[StBernard] (no subject)

Westley Annis westley at da-parish.com
Wed Oct 25 20:00:27 EDT 2006


Louisiana Wins Environmental Assessment in Oil Lease Case

NEW ORLEANS, Louisiana, October 24, 2006 (ENS) - The State of Louisiana
agreed today to dismiss its lawsuit against the United States after the
Department of the Interior promised a complete environmental analysis of oil
and natural gas leasing in federal waters off the state's coast. The
analysis must take into account the effects of hurricanes Katrina and Rita,
as well as the cumulative impacts of offshore leasing activity on the
coastal zone.

Until the Interior Department's Minerals Management Service, MMS, has
completed its environmental analysis, no exploration plan will be permitted
on leases sold in Western Gulf Lease Sale 200, held in August.

Governor Kathleen Blanco said today, "This is an historic victory for
Louisiana and for all states whose voices deserve to be heard in matters of
their own destiny."


The Departments of Justice and Interior, the State of Louisiana and the
American Petroleum Institute have agreed to the final terms of this
settlement. All parties to the agreement must submit their settlement
agreement for approval to the District Court for the Eastern District of
Louisiana in New Orleans.

The settlement comes in a lawsuit filed by the State of Louisiana
challenging Interior's Western Gulf of Mexico Lease Sale 200, charging the
sale was improperly conducted without a thorough environmental analysis.

The governor filed suit, she said today, so the federal government would,
"not be allowed to get away with a cookie cutter environmental assessment
that ignored the devastation to our coast during the 2005 hurricane season."


To illustrate how much the state's coast has changed, she cited a new
federal government report by the U.S. Geological Survey, a sister agency to
MMS in the U.S. Department of Interior. It finds 217 square miles of
Louisiana's coast was turned into open water by Hurricanes Katrina and Rita.

* **Point annotation dataset records**:
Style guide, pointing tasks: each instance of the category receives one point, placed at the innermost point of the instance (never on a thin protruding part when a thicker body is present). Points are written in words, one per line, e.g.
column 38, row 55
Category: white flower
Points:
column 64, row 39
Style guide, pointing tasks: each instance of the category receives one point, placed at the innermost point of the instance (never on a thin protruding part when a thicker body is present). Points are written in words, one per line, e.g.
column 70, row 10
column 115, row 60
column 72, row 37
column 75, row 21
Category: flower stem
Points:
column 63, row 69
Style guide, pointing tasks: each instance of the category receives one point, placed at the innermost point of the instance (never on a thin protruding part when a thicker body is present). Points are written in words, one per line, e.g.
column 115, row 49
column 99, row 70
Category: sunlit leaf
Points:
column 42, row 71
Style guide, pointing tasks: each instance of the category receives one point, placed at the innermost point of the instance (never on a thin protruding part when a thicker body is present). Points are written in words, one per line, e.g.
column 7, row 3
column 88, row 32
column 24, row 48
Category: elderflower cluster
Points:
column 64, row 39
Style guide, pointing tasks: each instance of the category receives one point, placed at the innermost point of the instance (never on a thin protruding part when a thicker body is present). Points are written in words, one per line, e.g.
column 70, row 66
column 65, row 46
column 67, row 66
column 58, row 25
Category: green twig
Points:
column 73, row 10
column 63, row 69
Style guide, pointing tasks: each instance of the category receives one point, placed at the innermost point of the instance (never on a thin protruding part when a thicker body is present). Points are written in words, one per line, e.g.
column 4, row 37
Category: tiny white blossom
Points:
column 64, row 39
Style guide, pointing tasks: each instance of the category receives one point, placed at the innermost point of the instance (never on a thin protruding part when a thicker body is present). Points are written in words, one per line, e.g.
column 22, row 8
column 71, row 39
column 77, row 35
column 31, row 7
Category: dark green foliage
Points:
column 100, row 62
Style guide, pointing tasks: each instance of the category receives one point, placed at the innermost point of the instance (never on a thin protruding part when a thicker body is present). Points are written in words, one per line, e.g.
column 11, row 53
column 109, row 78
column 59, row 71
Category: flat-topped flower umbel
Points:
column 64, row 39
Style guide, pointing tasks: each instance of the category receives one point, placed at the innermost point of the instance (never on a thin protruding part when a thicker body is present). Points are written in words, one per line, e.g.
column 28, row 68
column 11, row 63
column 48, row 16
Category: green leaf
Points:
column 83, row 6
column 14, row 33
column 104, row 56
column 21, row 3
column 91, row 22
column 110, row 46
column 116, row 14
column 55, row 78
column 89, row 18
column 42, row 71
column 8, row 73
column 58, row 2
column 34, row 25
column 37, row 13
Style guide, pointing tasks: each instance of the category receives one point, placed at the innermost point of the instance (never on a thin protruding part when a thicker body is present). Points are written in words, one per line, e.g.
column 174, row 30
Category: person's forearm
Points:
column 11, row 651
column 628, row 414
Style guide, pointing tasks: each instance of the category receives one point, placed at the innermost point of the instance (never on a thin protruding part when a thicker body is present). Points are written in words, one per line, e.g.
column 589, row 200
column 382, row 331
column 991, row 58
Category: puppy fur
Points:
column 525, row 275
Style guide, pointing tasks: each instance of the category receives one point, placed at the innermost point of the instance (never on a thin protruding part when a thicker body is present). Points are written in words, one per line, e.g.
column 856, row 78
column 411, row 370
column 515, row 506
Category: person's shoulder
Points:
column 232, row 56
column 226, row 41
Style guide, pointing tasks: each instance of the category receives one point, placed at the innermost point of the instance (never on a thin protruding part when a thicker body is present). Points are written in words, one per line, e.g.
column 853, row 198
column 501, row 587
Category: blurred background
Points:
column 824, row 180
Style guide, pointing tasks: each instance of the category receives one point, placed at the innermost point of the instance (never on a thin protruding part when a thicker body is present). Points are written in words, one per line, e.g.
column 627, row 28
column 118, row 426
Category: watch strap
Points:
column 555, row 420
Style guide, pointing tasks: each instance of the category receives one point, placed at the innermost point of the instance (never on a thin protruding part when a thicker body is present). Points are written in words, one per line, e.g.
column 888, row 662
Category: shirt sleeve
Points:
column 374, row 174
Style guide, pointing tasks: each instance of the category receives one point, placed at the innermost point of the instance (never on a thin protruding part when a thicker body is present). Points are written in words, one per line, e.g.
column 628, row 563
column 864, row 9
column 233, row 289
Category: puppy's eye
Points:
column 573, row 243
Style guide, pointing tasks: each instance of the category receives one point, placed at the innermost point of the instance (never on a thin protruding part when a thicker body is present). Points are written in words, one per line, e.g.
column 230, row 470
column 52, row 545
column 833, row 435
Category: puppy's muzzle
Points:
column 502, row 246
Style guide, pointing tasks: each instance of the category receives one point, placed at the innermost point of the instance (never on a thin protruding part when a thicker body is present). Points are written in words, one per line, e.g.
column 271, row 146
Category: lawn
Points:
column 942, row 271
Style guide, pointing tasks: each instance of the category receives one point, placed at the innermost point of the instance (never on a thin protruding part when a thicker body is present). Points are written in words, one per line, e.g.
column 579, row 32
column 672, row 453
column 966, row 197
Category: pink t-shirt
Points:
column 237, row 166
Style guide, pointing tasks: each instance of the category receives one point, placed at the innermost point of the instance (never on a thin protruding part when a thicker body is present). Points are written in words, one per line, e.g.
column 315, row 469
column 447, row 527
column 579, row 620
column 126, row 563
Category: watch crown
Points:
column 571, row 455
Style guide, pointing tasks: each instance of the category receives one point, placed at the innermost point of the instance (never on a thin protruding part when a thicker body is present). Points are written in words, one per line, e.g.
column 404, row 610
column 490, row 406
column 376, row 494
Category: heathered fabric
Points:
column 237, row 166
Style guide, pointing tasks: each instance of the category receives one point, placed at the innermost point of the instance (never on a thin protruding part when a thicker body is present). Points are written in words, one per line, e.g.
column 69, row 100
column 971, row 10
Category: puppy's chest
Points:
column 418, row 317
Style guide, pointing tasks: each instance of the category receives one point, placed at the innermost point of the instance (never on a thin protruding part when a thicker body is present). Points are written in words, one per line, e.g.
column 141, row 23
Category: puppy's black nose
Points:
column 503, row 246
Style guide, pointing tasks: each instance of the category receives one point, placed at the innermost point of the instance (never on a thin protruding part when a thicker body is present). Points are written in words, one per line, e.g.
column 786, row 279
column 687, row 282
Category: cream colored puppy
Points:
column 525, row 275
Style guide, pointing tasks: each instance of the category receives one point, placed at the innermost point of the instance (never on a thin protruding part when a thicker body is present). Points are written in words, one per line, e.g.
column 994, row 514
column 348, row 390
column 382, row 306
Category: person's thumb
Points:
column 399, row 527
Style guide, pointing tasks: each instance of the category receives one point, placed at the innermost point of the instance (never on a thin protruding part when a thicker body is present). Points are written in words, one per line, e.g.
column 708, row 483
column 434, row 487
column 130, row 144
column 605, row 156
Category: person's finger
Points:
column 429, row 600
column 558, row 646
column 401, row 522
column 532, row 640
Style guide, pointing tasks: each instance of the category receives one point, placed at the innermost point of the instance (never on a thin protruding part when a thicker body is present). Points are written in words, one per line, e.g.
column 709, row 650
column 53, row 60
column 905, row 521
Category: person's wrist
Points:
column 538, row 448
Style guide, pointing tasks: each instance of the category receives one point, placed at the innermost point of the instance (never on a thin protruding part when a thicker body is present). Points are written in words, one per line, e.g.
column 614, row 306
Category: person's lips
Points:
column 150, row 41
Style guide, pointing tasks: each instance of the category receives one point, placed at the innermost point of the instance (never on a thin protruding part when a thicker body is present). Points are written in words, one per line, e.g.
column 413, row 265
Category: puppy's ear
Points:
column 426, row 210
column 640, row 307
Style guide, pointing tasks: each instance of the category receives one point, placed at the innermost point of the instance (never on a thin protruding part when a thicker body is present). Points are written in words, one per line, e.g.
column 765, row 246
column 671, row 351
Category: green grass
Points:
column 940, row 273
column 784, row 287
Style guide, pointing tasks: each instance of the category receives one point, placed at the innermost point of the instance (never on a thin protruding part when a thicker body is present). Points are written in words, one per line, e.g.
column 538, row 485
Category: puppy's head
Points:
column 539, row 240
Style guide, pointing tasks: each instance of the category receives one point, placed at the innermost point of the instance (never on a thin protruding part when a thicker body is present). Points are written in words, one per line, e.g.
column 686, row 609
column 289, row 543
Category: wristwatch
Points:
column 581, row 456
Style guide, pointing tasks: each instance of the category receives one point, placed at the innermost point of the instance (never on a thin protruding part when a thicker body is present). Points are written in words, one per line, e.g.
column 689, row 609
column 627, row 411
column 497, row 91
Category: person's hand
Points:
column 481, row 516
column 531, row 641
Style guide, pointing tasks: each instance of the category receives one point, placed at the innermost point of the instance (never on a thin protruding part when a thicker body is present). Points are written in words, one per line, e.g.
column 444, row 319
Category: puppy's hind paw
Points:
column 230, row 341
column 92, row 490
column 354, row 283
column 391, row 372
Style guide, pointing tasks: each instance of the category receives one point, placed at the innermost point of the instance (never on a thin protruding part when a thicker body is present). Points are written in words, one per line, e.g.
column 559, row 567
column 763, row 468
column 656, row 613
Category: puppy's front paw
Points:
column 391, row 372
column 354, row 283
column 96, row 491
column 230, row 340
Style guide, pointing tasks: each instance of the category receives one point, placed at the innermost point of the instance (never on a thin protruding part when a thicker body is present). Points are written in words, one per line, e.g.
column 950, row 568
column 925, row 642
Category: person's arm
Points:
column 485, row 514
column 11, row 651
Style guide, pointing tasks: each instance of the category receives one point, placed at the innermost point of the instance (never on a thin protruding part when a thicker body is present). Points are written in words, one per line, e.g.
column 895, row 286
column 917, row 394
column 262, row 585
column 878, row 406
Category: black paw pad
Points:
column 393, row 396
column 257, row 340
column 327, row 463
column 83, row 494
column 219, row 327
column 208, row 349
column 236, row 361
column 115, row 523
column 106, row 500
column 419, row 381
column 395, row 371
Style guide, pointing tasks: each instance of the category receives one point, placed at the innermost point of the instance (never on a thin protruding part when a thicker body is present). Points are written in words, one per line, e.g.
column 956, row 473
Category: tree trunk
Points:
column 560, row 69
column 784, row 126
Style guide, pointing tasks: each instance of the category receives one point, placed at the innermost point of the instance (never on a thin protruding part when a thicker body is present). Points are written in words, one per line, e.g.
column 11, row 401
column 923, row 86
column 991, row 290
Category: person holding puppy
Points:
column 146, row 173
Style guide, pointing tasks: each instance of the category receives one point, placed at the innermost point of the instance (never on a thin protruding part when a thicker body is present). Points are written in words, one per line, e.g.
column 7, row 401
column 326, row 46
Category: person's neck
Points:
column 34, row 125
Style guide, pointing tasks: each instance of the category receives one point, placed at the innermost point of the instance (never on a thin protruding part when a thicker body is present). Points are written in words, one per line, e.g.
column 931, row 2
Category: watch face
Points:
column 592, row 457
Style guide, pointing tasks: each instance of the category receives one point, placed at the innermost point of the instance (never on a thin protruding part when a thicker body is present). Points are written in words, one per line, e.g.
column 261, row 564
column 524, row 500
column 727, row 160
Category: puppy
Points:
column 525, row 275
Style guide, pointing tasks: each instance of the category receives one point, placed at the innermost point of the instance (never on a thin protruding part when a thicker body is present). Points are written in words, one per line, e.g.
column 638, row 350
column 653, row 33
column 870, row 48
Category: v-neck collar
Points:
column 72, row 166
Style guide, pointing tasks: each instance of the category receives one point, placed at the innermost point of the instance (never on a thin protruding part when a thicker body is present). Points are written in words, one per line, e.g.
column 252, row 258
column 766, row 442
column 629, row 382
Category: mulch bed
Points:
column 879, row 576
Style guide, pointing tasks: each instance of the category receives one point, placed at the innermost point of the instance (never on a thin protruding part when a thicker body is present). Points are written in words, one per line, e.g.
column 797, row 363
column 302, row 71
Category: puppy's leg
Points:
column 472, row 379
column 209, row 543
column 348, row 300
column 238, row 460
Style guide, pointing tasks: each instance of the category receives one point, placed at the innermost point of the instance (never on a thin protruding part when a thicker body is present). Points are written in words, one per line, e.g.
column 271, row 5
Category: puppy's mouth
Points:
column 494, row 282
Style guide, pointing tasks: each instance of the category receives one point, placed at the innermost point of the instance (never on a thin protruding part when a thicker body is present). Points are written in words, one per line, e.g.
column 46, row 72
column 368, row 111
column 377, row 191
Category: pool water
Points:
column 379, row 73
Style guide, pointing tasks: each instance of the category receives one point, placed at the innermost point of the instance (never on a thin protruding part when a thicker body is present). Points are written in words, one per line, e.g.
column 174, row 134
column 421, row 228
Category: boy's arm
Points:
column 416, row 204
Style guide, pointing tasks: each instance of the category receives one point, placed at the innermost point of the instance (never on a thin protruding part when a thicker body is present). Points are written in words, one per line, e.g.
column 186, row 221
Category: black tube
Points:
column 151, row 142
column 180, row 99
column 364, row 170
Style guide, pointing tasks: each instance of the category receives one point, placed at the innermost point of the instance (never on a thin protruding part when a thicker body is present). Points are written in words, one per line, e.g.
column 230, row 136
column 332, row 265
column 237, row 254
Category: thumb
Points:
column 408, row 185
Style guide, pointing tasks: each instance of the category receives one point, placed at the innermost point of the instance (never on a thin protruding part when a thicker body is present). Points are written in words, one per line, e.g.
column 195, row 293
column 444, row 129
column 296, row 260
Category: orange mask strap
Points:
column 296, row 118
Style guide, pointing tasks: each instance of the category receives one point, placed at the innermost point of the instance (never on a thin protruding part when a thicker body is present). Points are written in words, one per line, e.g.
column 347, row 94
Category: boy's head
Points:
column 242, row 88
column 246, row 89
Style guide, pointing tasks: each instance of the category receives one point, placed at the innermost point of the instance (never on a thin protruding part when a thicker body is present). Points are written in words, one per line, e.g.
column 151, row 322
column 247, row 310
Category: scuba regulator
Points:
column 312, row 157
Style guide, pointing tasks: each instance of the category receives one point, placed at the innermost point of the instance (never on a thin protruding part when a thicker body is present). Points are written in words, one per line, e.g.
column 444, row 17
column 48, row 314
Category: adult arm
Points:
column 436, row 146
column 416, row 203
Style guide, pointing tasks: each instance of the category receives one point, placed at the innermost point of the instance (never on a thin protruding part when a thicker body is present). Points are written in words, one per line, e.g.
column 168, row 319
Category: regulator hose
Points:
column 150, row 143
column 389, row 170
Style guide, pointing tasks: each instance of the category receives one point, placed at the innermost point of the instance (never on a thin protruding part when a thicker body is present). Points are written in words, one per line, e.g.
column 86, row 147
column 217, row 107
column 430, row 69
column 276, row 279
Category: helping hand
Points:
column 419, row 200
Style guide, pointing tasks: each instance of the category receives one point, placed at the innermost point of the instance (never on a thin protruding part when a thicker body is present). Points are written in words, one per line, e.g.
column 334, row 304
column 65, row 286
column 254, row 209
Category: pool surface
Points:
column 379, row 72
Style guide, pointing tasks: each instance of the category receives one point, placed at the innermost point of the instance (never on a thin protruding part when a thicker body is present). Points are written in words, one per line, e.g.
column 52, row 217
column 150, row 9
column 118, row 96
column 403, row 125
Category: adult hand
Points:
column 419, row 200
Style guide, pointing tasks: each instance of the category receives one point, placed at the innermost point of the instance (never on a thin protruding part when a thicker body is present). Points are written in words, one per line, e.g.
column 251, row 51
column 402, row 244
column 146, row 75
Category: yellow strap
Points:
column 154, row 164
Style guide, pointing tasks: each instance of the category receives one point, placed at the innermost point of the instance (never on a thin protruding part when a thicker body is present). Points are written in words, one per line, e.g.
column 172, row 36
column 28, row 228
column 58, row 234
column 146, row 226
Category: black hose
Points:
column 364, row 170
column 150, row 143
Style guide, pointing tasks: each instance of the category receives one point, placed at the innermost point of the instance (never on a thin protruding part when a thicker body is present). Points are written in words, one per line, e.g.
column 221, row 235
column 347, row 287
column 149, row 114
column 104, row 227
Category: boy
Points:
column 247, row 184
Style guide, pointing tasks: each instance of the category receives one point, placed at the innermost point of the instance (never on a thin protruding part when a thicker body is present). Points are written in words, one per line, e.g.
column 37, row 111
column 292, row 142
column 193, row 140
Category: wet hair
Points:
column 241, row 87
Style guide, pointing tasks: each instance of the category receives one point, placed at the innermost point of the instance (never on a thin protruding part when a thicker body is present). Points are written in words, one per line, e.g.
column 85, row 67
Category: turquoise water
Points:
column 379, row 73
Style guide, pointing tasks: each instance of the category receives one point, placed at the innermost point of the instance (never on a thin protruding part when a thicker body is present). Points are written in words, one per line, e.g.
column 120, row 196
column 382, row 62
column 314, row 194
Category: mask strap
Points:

* **WHAT YOU WILL DO**:
1. Name every party that, according to the oil lease settlement article, has agreed to the final terms of the settlement.
2. In the oil lease settlement article, how much of Louisiana's coast does the U.S. Geological Survey report say Hurricanes Katrina and Rita turned into open water?
3. Carry on the oil lease settlement article from its last sentence.

* **RESULTS OF THE EXERCISE**:
1.
- The Department of Justice
- The Department of the Interior
- The State of Louisiana
- The American Petroleum Institute

2. 217 square miles.

3.
In August the Court said that the state was likely to prevail on the merits
of its claims and set the matter for an expedited hearing.

Since then, as requested by the Court, Louisiana and the federal government
have been negotiating to resolve the issues before the trial date set for
November 13.


For its part, the federal government avoided a costly and time consuming
lawsuit.
"Resolving this dispute by agreement rather than litigation benefits our
nation's energy security by assuring we can move ahead on the leases issued
in Lease Sale 200," said Steve Allred, Interior's assistant secretary for
land and minerals management.

Lease Sale 200 garnered $340,935,514 in high bids from 62 companies for
parcels on the Outer Continental Shelf, OCS.

Allred says this level of activity underscores the Gulf of Mexico's
importance to domestic energy production and the oil and gas industry's
interest in expanding its deepwater operations.

To win the promise of a complete environmental assessment, Louisiana had to
agree not to challenge the issuance of leases to companies for the parcels
they acquired rights to develop under Lease Sale 200 in August.

Louisiana also agreed not to use the National Environmental Policy Act to
challenge Interior's approval of exploration plans for the Lease Sale 200
parcels, if a complete assessment is done in a timely manner.


Development of these leases could result in the production of between 136
and 252 million barrels of oil and 0.810 and 1.440 trillion cubic feet of
natural gas. Louisiana has provided the federal government with a list of
Louisiana's enforceable Coastal Zone Management Act policies. Allred says
this step "should prevent future disputes about consistency between
Louisiana's coastal resource program and Interior's future OCS lease sales."

Under the settlement, Interior will not offer new leases in the Gulf of
Mexico off the coast of Louisiana before it issues the Record of Decision on
the Environmental Impact Statement.

While today's settlement delays future offshore oil and gas lease sales
until that is done, Interior is now planning the next set of lease sales.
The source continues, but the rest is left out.